+++ INPUT
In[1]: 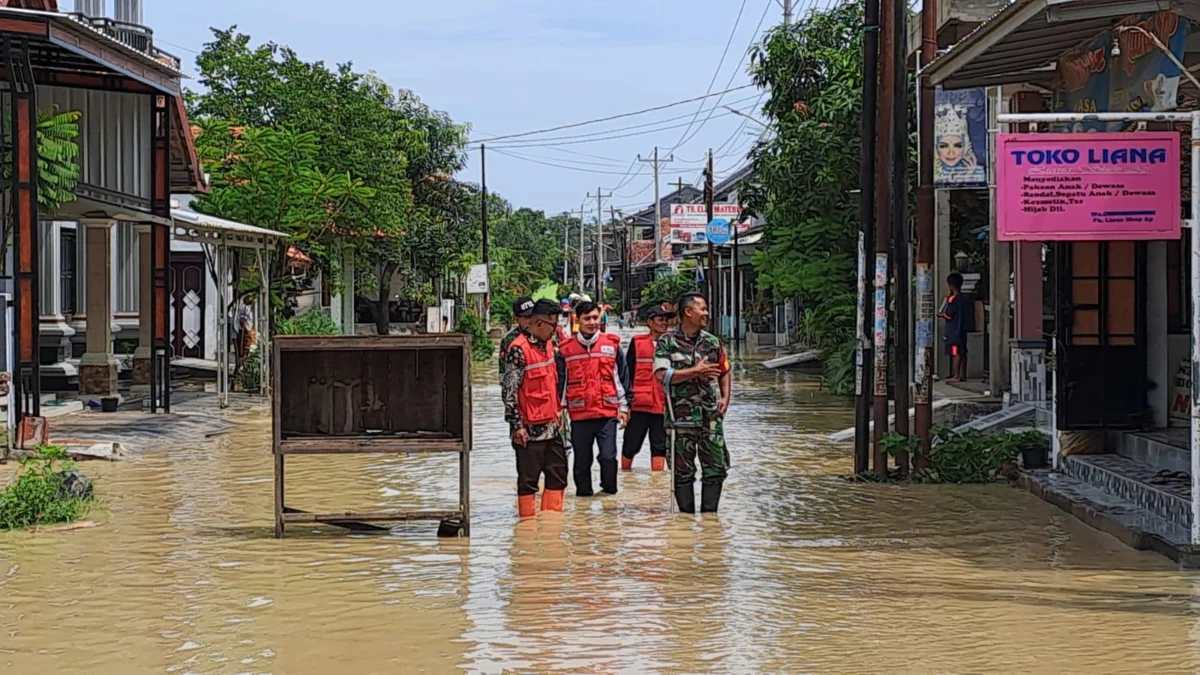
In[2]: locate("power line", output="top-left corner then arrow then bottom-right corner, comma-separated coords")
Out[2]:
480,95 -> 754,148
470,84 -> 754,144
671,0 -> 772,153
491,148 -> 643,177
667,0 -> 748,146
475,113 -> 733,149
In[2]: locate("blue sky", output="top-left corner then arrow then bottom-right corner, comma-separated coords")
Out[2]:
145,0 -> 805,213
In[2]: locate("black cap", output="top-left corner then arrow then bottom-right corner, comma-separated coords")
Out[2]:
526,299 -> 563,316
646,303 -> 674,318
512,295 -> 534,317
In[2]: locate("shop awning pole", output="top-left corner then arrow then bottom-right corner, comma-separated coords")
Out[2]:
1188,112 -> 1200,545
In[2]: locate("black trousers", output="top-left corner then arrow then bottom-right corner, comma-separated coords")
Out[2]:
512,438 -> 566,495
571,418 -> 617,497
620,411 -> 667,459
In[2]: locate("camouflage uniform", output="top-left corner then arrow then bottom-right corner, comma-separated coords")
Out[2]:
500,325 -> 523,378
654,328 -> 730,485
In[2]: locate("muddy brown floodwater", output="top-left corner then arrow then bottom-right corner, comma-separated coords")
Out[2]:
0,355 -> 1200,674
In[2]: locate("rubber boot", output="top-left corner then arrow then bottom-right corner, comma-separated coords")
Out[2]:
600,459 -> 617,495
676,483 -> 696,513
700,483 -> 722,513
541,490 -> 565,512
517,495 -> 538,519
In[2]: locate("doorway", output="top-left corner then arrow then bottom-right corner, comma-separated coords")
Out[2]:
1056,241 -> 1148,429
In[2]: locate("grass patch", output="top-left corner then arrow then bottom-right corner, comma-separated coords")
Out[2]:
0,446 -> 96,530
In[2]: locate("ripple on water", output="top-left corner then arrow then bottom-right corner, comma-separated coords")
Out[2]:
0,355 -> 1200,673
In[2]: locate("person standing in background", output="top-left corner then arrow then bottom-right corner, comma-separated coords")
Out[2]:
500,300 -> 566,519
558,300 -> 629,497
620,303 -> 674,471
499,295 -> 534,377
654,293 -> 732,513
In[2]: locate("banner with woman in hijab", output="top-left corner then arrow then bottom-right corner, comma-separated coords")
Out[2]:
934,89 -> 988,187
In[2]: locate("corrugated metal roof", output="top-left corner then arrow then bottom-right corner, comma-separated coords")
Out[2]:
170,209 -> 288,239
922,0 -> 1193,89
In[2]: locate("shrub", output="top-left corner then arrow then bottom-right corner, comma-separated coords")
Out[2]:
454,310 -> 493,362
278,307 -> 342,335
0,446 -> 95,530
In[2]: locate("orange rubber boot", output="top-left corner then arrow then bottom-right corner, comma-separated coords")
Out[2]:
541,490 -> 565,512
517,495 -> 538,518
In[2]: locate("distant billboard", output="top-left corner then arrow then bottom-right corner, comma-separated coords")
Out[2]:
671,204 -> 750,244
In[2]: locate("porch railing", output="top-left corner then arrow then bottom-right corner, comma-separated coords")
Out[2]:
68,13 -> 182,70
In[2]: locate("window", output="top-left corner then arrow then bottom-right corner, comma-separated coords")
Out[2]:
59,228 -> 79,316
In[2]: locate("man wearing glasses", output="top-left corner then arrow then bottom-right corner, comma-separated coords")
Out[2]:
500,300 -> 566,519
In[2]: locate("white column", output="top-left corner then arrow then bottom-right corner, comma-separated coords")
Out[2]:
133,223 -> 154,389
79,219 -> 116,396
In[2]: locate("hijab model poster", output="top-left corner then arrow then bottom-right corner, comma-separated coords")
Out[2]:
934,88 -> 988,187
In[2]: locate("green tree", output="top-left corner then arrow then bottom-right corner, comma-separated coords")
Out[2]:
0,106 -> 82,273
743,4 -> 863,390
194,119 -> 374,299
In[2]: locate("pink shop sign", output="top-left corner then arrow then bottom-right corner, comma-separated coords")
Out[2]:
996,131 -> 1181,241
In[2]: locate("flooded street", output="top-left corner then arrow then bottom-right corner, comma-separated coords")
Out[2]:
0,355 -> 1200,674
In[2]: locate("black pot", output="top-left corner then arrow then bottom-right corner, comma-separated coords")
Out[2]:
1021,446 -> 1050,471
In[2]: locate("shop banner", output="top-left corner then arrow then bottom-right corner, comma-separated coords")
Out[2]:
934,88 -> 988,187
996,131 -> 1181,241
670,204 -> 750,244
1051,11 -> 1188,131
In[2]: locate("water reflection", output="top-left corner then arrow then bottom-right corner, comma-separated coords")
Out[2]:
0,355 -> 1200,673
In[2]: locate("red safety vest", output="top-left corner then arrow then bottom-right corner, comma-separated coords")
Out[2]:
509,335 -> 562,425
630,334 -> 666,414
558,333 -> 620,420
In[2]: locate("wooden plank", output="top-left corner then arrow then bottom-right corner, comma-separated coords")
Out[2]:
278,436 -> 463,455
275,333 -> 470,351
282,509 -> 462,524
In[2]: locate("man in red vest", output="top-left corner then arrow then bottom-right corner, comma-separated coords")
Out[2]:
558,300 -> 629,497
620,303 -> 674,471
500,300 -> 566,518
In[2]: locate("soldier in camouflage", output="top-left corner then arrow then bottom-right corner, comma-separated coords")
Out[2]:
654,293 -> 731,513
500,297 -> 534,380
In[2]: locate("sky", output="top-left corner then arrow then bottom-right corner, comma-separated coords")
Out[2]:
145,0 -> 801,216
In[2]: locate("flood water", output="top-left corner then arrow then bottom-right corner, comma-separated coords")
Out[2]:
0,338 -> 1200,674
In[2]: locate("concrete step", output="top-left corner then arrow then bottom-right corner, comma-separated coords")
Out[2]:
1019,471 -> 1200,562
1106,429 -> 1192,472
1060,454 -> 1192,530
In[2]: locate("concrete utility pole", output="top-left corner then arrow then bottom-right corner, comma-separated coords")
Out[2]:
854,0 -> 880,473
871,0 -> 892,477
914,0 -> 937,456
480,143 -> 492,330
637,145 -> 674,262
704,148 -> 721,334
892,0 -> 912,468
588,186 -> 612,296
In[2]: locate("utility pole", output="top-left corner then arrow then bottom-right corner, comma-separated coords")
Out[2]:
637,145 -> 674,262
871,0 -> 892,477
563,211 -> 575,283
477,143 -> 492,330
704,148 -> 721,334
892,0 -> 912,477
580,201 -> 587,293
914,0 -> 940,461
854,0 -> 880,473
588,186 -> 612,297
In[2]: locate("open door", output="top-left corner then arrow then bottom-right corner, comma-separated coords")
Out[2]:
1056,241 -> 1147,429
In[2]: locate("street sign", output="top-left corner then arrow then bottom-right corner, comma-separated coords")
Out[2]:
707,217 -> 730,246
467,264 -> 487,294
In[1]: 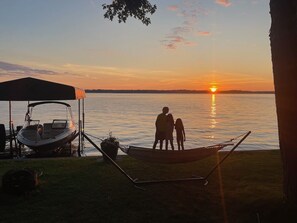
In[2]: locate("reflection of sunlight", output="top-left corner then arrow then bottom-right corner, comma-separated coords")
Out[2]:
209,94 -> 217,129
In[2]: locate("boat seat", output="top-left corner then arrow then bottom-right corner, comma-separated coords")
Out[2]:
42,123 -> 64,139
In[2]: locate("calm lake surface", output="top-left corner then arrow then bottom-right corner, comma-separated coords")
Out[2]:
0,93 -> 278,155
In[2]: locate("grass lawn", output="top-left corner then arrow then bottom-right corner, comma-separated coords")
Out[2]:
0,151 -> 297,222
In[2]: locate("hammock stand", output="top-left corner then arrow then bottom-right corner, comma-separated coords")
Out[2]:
++++++
+++ INPUT
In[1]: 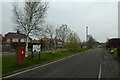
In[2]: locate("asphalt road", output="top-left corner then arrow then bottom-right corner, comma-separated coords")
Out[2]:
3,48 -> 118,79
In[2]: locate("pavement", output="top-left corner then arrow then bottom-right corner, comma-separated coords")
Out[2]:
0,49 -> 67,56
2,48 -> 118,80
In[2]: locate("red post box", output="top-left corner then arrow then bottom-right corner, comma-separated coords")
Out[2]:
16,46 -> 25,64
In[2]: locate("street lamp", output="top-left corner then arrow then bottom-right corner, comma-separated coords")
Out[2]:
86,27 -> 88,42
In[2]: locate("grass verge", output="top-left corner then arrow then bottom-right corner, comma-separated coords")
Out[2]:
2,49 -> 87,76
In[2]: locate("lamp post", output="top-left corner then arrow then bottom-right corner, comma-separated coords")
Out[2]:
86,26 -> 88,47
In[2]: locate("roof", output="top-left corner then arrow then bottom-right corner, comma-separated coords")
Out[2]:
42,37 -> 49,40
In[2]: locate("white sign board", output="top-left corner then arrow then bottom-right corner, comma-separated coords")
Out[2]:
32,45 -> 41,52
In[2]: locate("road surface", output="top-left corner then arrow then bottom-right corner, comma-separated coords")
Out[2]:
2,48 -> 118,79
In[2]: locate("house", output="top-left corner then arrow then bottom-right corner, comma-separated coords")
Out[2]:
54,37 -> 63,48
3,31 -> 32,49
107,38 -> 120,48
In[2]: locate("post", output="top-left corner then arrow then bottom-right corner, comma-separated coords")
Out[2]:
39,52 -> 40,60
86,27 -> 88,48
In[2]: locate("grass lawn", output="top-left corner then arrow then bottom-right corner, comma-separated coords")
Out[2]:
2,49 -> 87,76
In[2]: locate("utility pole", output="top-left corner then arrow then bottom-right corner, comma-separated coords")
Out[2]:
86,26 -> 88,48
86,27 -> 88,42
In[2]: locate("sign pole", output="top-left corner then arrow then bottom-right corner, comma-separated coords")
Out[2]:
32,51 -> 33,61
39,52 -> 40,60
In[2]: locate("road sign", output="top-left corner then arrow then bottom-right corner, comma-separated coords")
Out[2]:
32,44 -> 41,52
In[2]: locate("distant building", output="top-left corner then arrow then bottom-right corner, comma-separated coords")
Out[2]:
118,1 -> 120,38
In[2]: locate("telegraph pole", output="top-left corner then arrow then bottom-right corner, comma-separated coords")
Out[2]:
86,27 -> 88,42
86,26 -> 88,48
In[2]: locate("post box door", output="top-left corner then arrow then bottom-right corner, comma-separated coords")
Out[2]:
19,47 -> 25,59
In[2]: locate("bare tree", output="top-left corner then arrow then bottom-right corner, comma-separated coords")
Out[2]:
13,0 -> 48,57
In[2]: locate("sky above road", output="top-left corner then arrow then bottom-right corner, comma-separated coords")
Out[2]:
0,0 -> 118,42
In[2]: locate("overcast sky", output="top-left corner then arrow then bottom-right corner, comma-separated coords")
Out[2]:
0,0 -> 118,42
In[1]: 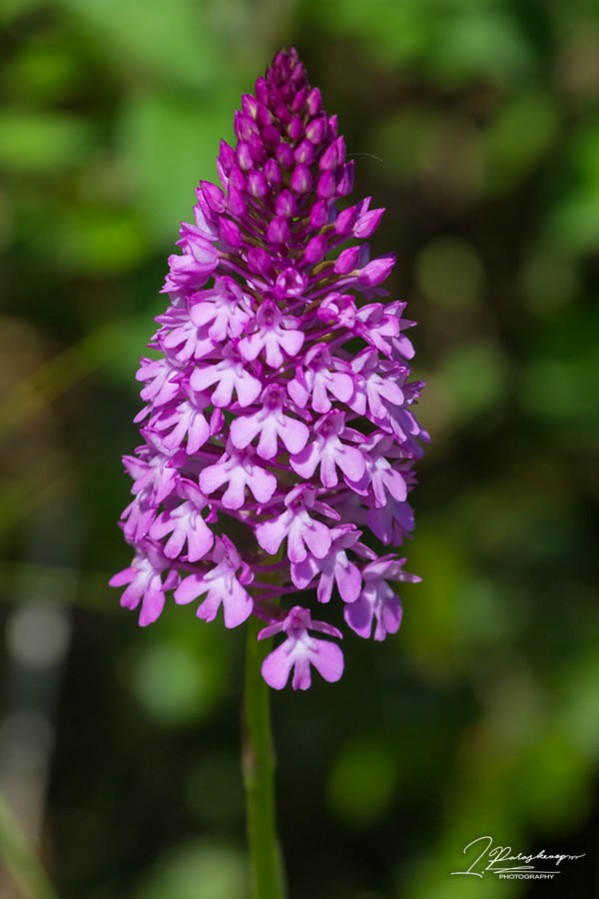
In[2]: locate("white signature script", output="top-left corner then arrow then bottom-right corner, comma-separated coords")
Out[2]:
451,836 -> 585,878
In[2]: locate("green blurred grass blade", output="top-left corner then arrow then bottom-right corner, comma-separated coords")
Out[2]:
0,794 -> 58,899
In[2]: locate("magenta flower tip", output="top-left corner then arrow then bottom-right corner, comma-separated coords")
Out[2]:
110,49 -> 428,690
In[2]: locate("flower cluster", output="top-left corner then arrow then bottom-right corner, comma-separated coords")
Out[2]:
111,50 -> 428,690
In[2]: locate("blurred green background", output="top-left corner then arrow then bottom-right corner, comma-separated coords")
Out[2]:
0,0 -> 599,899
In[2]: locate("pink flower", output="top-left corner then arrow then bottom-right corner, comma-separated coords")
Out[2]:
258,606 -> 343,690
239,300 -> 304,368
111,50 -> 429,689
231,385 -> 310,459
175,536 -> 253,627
++++++
§ **TASK TO COMPLETE**: Please show, copied in full, each line of the material above that contains the string "banner". Matching is case-sensitive.

§ **SOLUTION TO THE PROBLEM**:
In[2]: locate("banner with woman in hijab", output="top-left corner then arrow then bottom-right corner, comma-separated coords")
In[2]: locate("shop banner", output="top-left corner then arrow then bottom-right corner, comma-separated coords")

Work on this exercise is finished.